[Collected data entries]

----------

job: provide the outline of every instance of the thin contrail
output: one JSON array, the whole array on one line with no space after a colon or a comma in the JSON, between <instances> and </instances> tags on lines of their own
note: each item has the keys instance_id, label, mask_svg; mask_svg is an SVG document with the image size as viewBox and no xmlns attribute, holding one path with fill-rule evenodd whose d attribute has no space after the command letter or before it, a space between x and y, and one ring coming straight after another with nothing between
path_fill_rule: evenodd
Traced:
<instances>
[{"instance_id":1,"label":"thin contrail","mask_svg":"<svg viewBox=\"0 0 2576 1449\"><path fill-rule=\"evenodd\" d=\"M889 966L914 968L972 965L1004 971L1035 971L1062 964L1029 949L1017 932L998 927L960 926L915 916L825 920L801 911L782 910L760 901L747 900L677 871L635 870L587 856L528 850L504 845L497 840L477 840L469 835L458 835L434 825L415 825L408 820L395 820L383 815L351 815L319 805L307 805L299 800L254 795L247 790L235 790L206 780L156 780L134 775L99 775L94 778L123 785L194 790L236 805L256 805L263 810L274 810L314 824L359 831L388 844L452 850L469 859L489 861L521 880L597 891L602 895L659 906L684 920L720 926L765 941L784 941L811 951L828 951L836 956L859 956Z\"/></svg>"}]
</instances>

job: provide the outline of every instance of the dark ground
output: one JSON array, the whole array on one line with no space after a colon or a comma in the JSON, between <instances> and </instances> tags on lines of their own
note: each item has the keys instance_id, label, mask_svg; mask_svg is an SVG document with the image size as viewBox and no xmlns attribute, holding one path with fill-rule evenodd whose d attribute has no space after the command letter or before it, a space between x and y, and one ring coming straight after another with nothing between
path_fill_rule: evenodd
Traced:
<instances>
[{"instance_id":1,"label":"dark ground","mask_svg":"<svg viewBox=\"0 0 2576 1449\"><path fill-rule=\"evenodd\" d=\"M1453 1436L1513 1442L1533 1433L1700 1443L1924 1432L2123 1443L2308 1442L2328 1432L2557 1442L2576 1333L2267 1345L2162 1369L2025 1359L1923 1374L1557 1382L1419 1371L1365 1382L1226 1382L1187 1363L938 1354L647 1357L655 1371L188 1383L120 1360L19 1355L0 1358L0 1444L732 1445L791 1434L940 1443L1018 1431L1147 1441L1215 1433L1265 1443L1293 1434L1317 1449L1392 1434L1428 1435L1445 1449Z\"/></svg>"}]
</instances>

----------

**Instructions for the task:** Repeat the entries above verbatim.

**Response box:**
job: provide the outline of every instance of the thin contrail
output: one JSON array, the whole array on one line with no space after a colon or a comma in the JSON, between <instances> and </instances> tags on lines of their own
note: each item has the keys instance_id, label, mask_svg; mask_svg is an SVG document with the image size as viewBox and no xmlns attribute, holding one path with fill-rule evenodd whose d attribute has no space after the command letter or before it, a space between x and y, and one ring coming straight after another with nothing between
path_fill_rule: evenodd
Traced:
<instances>
[{"instance_id":1,"label":"thin contrail","mask_svg":"<svg viewBox=\"0 0 2576 1449\"><path fill-rule=\"evenodd\" d=\"M889 966L914 968L972 965L1004 971L1035 971L1062 964L1029 949L1017 932L998 927L960 926L915 916L825 920L801 911L782 910L760 901L747 900L677 871L635 870L587 856L528 850L504 845L497 840L477 840L469 835L458 835L434 825L415 825L408 820L395 820L383 815L351 815L319 805L307 805L299 800L254 795L247 790L235 790L206 780L156 780L134 775L99 775L94 778L123 785L194 790L236 805L256 805L263 810L274 810L314 824L359 831L388 844L452 850L469 859L489 861L521 880L597 891L602 895L659 906L684 920L720 926L765 941L784 941L811 951L828 951L836 956L859 956Z\"/></svg>"}]
</instances>

job: provide the outline of every instance of the dark ground
output: one JSON array, the whole array on one line with no space after a colon or a comma in the JSON, between <instances> and </instances> tags on lines of their own
note: each item has the keys instance_id, label, mask_svg; mask_svg is an SVG document with the image size as viewBox and no xmlns attribute, holding one path with fill-rule evenodd whose d attribute has no space after the command letter or before it, a space between x and y, and one ring coming straight after another with nothing between
path_fill_rule: evenodd
Traced:
<instances>
[{"instance_id":1,"label":"dark ground","mask_svg":"<svg viewBox=\"0 0 2576 1449\"><path fill-rule=\"evenodd\" d=\"M1453 1436L1513 1442L1533 1433L1700 1443L1924 1432L2123 1443L2308 1442L2328 1432L2557 1442L2576 1333L2267 1345L2162 1369L2025 1359L1923 1374L1557 1382L1419 1371L1365 1382L1226 1382L1187 1363L938 1354L647 1357L655 1371L188 1383L120 1360L19 1355L0 1358L0 1444L732 1445L791 1434L940 1443L1018 1431L1147 1441L1215 1433L1265 1443L1293 1434L1317 1449L1392 1434L1428 1435L1445 1449Z\"/></svg>"}]
</instances>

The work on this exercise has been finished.